» **WORK TO BE COMPLETED**
Render the items as a numbered list, from the start of the items up to and including the line containing "point(548, 245)". Skip blank lines and leave out the pictures.

— Start of SUPPLIED RECORDS —

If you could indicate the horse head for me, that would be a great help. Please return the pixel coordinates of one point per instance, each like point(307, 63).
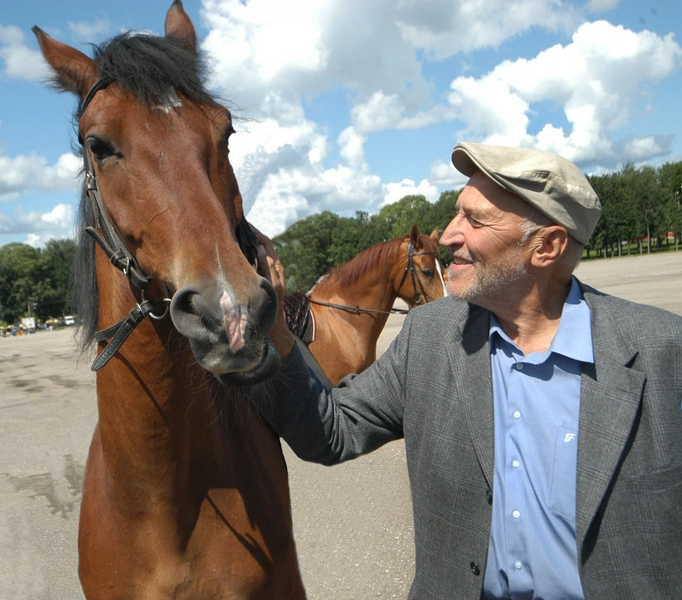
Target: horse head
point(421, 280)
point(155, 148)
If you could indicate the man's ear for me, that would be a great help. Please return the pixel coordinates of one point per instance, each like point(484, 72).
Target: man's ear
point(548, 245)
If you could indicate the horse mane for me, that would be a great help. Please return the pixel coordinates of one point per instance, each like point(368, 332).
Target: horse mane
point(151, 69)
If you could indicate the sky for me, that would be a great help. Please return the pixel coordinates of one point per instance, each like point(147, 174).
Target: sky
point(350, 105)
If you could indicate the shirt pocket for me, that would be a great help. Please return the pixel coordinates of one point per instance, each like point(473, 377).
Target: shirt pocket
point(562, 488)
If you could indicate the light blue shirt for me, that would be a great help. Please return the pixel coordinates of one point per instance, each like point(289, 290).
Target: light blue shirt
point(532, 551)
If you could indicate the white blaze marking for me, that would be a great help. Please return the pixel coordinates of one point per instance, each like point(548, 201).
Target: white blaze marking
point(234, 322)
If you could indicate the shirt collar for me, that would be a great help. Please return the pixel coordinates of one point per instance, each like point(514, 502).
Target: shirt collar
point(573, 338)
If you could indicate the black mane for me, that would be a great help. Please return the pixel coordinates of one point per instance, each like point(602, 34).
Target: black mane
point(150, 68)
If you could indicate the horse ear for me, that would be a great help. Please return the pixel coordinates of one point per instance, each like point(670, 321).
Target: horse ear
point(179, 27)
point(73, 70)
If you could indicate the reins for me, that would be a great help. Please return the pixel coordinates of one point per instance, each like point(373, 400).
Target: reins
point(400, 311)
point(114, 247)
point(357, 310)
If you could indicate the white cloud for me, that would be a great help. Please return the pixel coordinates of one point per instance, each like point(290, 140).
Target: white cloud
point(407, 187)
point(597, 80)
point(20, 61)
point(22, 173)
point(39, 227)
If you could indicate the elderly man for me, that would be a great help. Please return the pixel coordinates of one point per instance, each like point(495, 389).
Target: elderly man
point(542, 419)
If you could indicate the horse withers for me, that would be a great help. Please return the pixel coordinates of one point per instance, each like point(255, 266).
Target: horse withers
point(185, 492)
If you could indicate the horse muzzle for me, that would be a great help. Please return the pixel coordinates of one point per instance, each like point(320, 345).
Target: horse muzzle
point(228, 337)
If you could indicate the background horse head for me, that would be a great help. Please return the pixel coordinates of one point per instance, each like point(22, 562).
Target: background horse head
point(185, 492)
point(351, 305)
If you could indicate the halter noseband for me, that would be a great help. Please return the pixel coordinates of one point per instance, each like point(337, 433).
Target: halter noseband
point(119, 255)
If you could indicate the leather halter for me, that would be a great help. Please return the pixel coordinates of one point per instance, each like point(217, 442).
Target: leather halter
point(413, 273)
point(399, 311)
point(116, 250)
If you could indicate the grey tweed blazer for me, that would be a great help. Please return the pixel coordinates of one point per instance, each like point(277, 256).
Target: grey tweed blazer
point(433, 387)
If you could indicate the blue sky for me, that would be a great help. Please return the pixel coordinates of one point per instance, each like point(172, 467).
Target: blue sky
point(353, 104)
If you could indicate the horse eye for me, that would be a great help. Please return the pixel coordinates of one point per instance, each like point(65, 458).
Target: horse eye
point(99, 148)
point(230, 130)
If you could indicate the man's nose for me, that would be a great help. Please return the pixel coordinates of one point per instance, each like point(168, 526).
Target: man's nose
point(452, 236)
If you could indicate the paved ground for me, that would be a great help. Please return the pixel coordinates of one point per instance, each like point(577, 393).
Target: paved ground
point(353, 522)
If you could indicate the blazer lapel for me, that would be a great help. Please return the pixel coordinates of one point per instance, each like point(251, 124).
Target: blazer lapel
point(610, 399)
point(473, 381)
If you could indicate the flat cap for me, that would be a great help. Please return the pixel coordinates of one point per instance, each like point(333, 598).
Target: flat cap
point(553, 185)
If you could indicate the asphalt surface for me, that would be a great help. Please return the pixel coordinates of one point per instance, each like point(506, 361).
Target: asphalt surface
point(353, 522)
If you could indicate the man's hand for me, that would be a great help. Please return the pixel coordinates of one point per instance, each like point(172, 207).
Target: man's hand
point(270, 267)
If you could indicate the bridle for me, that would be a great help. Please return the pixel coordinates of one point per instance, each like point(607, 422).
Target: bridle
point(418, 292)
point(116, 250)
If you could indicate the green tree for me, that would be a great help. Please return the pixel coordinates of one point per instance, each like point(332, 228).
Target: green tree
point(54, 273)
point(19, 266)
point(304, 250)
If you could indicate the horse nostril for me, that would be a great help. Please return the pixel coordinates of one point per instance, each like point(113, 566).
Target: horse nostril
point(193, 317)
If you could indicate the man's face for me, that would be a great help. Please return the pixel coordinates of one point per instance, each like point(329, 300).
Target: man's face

— End of SUPPLIED RECORDS —

» **THE RESULT**
1. If you could indicate the horse head for me, that would be a great help. Please return the pixel coordinates of one point per instance, each like point(307, 63).
2. Target: horse head
3. point(421, 280)
4. point(155, 148)
5. If you could indicate the man's ear for me, that would be a great help. Please return the pixel coordinates of one point per instance, each like point(484, 72).
6. Target: man's ear
7. point(548, 245)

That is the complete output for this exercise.